→ **THE EXERCISE**
In the page excerpt about eating frog legs, rewrite the paragraph that begins "Bangladesh. It only makes sense." as a short bulleted list that keeps its main facts.
[Begin PAGE EXCERPT]
Exploring the Edible Frog Back in the Saddle

by Bill Crawford Awhile back, I was munch- ing out at a lawyer-filled barbecue when I chomped into a batter-fried item that caught my taste buds by surprise. The bones were thin and long, kind of like a chicken wing stretched out. The meat was soft and delicate, a cross between catfish and pork. I poured myself a beer and helped myself to two more.

I poured myself another beer (for investigative purposes) and reflected on the nature of the critter I had just inhaled. Could it have been the famous and elusive Arizona Gulf javelina, whose long boney fingers are served with fried bread during the kachina dances in the land of the Hopi? Perhaps it was the nine-inch tall Oklahoma flamingo, from whose brightly colored fall plumage the Red River got its name. No, no, no. It had to be the Houston chinchilla, who thrives on the reedy banks of Buffalo Bayou and in the air conditioning ducts of the Galleria.

After another beer (for digestive purposes) I decided to put an end to my speculation. "What is this stuff?" I asked the gal serving up the delicate morsels. "Frog legs," she answered.

Frog legs. Images of voodoo, spanish moss, pirogues, alligators, bad horror films, and Doug Kershaw immediately appeared before my eyes. "Oh, they must be from Louisiana, right?" I asked. To my surprise the girl responded, "No. These frog legs are from Bangladesh."

Bangladesh. It only makes sense. The country is one big swamp, a vast delta formed by the Ganges and the Brahmaputra Rivers, two of the biggest rivers in Asia. Judging from the humongous size of the frog legs, which must have weighed an eighth of a pound apiece, the monsoon floods and typhoons that are so bad for the people of Bangladesh must be great for the frogs.

After my amphibious enlightenment, I spent many pleasant hours reflecting on the Texas-Bangladesh connection. Huge frog ranches, spread out along the banks of the Ganges. Frog hands sitting around a swampy campfire, eating rice and singing "Get Along Little Froggies", "Frog River Valley," and "Froggy Went a-Courtin." Little tiny lariats for round-up time, and little tiny branding irons with Bengali letters. A frog rodeo, complete with frog dogging, bareback frog riding, and the ever-popular frog scramble.

A few days ago, I tried to get in contact with some of the frog wranglers in Bangladesh. I called Mr. Rahman, the Commercial Officer at the Bangladesh Embassy in Washington. "No, no. You are mistaken. Bangladesh does not export frog legs. They are a banned item."
[End PAGE EXCERPT]
[Begin RECORDED DATA]
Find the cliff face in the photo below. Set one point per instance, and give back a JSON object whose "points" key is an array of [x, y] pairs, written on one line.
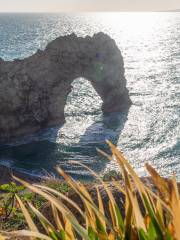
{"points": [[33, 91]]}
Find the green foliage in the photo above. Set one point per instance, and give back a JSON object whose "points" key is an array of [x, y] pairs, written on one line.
[End RECORDED DATA]
→ **RESULT**
- Bangladesh is one big swamp, a vast delta formed by the Ganges and the Brahmaputra, two of the biggest rivers in Asia.
- The frog legs were huge and must have weighed about an eighth of a pound each.
- The writer concludes that the monsoon floods and typhoons that are so bad for the people of Bangladesh must be great for the frogs.